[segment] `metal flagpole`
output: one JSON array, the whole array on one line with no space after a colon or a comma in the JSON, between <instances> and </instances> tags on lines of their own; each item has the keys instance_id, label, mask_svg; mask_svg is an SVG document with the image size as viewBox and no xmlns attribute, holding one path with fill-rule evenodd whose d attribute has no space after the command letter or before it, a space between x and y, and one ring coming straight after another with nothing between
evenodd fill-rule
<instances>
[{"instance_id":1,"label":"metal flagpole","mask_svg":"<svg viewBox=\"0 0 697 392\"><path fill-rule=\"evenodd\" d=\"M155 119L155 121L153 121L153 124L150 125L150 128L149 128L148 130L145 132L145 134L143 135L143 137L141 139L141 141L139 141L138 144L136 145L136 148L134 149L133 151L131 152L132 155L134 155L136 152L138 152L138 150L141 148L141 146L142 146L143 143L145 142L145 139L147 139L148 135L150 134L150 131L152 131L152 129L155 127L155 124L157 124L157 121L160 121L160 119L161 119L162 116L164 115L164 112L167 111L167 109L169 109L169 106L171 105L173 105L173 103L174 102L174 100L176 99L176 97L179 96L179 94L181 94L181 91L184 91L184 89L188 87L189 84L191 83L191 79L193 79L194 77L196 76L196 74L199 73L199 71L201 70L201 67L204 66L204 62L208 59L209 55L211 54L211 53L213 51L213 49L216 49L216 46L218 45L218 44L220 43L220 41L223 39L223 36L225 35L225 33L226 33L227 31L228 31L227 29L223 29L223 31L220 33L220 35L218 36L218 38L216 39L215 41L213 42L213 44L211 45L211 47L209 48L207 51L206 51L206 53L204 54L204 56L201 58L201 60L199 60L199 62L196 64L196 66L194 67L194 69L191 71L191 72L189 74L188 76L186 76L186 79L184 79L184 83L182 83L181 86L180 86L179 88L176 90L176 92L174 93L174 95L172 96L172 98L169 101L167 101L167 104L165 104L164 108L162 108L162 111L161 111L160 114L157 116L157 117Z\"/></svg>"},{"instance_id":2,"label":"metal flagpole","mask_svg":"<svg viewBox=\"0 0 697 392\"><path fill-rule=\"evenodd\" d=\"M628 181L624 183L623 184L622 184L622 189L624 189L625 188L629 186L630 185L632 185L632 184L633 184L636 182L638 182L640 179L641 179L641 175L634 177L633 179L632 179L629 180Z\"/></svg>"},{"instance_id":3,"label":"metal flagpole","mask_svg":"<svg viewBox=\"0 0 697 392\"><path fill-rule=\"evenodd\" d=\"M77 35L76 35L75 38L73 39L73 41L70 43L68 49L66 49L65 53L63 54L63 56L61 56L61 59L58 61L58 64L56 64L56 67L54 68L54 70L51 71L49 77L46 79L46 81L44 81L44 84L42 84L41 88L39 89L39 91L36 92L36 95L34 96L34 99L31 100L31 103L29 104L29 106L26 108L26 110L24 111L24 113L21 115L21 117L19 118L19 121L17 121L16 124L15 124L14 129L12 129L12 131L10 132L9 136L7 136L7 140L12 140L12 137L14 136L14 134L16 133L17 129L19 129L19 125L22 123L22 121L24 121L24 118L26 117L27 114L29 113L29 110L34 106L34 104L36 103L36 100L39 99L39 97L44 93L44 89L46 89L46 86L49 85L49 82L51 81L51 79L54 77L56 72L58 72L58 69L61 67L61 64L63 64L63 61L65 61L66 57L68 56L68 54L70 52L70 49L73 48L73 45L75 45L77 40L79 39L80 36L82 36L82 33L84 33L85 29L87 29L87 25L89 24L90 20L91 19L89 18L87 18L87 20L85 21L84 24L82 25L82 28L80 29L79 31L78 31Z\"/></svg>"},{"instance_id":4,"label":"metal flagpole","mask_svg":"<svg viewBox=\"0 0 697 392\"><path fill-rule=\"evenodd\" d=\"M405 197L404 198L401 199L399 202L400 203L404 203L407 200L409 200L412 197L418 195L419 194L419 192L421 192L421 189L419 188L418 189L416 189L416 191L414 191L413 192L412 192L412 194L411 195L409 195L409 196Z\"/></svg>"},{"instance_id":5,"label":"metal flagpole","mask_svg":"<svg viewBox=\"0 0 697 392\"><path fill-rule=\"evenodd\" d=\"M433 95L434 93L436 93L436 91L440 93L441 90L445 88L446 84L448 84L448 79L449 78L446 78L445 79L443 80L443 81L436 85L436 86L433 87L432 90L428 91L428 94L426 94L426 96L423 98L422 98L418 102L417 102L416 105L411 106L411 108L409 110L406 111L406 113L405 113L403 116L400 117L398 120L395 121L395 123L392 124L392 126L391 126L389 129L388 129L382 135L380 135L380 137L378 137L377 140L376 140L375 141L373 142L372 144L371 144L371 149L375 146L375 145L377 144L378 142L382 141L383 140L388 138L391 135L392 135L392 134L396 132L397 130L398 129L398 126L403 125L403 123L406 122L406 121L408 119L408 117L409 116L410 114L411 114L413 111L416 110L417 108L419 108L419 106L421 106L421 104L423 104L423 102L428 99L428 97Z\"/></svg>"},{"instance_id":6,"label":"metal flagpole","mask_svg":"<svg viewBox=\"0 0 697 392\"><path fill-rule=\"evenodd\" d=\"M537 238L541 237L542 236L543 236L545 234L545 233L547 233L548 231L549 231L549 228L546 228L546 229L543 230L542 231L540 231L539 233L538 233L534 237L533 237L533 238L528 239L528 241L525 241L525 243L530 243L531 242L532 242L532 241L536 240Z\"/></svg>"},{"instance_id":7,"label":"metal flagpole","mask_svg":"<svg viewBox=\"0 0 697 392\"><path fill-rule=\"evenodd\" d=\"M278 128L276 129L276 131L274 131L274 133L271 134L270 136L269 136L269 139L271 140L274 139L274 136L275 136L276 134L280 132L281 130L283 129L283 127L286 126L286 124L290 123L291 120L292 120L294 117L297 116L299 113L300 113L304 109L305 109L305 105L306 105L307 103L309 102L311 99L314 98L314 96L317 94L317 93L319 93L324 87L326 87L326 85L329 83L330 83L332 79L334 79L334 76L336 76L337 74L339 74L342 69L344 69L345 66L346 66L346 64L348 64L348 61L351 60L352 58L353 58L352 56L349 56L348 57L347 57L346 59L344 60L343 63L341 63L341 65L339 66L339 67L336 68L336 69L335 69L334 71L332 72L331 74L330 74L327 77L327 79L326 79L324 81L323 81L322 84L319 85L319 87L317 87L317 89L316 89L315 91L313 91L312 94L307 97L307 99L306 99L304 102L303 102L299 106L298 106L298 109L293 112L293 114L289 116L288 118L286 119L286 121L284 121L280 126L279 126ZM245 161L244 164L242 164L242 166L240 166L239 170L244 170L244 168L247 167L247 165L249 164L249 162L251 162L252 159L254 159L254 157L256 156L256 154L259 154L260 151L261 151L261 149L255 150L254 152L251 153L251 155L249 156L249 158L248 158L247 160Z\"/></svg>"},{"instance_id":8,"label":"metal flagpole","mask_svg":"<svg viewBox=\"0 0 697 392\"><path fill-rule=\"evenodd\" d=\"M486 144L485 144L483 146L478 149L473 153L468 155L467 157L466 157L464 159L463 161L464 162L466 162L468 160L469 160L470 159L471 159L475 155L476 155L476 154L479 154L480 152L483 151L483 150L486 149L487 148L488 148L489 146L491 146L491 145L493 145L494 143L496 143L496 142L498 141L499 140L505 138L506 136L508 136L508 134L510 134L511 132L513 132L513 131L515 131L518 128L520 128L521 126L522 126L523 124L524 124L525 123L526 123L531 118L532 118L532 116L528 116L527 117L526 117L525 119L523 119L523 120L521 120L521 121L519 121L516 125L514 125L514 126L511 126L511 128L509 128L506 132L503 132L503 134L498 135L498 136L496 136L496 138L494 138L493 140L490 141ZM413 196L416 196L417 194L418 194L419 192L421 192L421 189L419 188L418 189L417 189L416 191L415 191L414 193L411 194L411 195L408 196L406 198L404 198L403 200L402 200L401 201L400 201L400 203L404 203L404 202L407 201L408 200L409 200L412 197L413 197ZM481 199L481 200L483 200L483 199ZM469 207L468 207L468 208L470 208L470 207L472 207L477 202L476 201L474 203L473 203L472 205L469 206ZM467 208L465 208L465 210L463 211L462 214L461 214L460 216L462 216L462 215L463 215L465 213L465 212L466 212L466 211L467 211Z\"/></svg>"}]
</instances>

The task - Extract each line of the records above that contains the string "instances" and copy those lines out in full.

Correct answer -
output: one JSON array, the whole array on one line with no space after a colon or a comma in the JSON, between <instances> and </instances> tags on lines of their own; each item has the keys instance_id, label, mask_svg; mask_svg is an SVG document with the image size as viewBox and no xmlns attribute, holding one path with fill-rule evenodd whose d attribute has no space after the command letter or before it, a space between x and y, and one ring coming straight after another with nothing between
<instances>
</instances>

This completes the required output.